Page text>
Thomas Frederick Richard Attenborough (born 13 October 1986) is an English voice actor and theatre director. He is the son of theatre director Michael Attenborough, grandson of the late film actor and director Richard Attenborough and the great nephew of broadcaster David Attenborough.

Life
Born in October 1986, the first of two boys for Michael Attenborough and Karen, his wife. Attenborough was raised in London and attended St Paul's School. He then went to Trinity College, Cambridge to study English Literature. He graduated in 2009 and became artistic director of Rhapsody of Words Productions in 2010. In 2011 he won a runner-up prize for the JMK Award, and in 2012 was made an Associate Artist of HighTide Festival Theatre. In 2016 he became associate director of the Watermill Theatre, Newbury.

Career

Voice acting
His career began as a voiceover artist. After joining Hobson's International's children's division, he voiced Christopher Robin in The Tigger Movie and Harry Potter in the Harry Potter video games.

Directing
Attenborough works as a freelance theatre director in and around London. His first job was as an assistant director to Rachel Chavkin on The American Capitalism Project. Since then his career has included work at the National Theatre, the Minerva Theatre Chichester, the Almeida Theatre, MCS Oxford, The Old Vic, the Menier Chocolate Factory, the Hampstead Theatre, Theatre Royal Bath and the West End. Early productions included The Shape of Things by Neil LaBute at The Gallery Soho in London, and the regional premiere of The Mountaintop by Katori Hall for Derby LIVE.

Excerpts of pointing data

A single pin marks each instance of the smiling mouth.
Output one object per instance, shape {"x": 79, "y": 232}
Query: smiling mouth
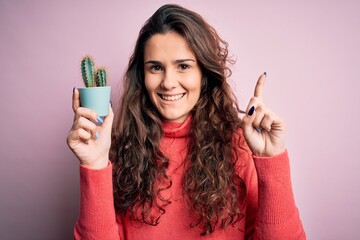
{"x": 171, "y": 97}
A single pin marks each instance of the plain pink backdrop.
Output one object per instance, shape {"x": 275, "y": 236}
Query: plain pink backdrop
{"x": 310, "y": 50}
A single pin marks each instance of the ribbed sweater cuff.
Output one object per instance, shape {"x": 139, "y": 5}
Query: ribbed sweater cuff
{"x": 276, "y": 199}
{"x": 96, "y": 200}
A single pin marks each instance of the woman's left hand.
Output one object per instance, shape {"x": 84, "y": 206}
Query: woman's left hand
{"x": 263, "y": 130}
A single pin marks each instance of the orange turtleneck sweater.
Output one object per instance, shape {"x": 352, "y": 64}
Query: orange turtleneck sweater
{"x": 271, "y": 212}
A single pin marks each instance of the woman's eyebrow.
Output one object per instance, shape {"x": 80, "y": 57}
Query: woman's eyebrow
{"x": 184, "y": 60}
{"x": 176, "y": 61}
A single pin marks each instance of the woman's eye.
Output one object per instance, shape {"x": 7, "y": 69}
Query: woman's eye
{"x": 184, "y": 66}
{"x": 155, "y": 68}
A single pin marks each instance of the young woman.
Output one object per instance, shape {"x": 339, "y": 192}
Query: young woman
{"x": 183, "y": 165}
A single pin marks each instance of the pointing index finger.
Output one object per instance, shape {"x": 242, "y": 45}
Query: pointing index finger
{"x": 258, "y": 92}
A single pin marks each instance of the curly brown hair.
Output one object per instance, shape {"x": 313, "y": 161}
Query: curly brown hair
{"x": 213, "y": 187}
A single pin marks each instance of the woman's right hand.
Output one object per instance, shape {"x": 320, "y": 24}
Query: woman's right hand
{"x": 89, "y": 138}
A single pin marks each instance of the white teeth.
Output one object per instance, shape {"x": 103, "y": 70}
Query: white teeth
{"x": 172, "y": 98}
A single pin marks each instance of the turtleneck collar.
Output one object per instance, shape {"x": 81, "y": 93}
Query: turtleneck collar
{"x": 176, "y": 130}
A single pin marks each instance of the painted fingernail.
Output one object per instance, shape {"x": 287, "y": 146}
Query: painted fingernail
{"x": 251, "y": 111}
{"x": 99, "y": 119}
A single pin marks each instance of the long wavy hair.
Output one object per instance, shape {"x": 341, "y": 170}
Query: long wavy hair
{"x": 213, "y": 188}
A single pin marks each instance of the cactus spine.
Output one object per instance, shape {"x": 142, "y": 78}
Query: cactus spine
{"x": 92, "y": 77}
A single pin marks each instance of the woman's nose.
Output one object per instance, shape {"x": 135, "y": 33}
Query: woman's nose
{"x": 170, "y": 80}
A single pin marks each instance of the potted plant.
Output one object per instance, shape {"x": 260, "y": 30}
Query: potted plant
{"x": 95, "y": 95}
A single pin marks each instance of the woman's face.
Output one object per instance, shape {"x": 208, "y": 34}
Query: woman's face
{"x": 172, "y": 76}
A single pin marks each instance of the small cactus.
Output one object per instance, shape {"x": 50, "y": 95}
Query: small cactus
{"x": 100, "y": 77}
{"x": 92, "y": 77}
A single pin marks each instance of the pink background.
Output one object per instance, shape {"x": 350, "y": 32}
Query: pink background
{"x": 310, "y": 50}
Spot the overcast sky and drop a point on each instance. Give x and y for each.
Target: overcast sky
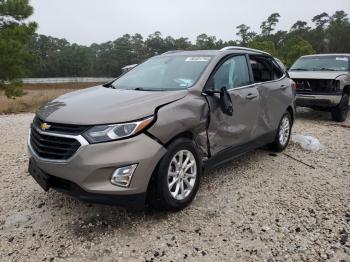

Objective> Carry on the biography of Tom Attenborough from the point where it stops, picking up right after the last sentence.

The reply>
Rhapsody of Words presented a revival of Conor McPherson's play Port Authority at the Southwark Playhouse, starring Ardal O'Hanlon, John Rogan and Andrew Nolan in 2012. They then produced Rashid Razaq's new play, The President and the Pakistani, at the Waterloo East Theatre. Both productions were directed by Attenborough. Their production of Cinderella and the Beanstalk, the world's first 3-man family pantomime, at Theatre503, which premiered in December 2014 and returned in 2015 to sell-out audiences and great critical acclaim.

Attenborough directed a new play by Rob Hayes, Step 9 (of 12), starring Blake Harrison, at London's Trafalgar Studios in May 2012. He directed revivals of Abigail's Party and Noises Off, both of which toured the UK in the first half of 2013. In 2015 Attenborough directed Morgan Lloyd Malcolm's new play The Wasp at the Hampstead Theatre Downstairs, starring Sinead Matthews and MyAnna Buring. He also had hits with The Whipping Man at Theatre Royal Plymouth and the Pulitzer-Prize winning Dinner with Friends at Park Theatre.

The Wasp transferred to the West End in 2016, with Buring reprising her role opposite Laura Donnelly. In 2016 Attenborough also directed a major UK tour of Noël Coward's Private Lives, as well as the regional premiere of Untold Stories by Alan Bennett.

In March 2017, Attenborough directed the West End debut of Tony Award Winner Stephen Karam's play Speech and Debate at London's Trafalgar Studios.

He works as an English teacher at St Paul's Girls' School.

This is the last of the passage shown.